[Written task] Return the data from the line that has "of the large" through the line that has "[(173, 68), (145, 70), (99, 69)]", both included, copying those lines exactly.

>> Begin

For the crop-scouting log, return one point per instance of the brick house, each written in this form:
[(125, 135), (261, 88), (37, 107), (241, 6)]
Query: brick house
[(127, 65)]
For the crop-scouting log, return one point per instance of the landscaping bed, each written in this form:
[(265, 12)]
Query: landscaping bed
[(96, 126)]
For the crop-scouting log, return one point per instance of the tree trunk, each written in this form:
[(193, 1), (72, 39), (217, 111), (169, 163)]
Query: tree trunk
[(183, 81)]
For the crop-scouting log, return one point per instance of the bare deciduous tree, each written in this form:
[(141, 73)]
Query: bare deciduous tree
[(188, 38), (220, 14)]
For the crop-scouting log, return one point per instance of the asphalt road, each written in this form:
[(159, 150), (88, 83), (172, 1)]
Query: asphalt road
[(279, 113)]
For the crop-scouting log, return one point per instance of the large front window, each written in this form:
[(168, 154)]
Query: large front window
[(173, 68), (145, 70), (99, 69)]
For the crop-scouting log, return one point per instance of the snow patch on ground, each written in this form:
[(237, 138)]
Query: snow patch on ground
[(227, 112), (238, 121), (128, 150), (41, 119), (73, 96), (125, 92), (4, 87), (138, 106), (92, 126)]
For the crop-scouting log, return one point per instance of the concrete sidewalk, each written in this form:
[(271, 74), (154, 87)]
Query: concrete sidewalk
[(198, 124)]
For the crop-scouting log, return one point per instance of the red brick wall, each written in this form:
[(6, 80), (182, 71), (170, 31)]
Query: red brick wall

>> End

[Solution to this problem]
For the crop-scouting log, return one point per instance of the large front window, each written in this form:
[(168, 154)]
Query: large front window
[(173, 68), (145, 70), (99, 69)]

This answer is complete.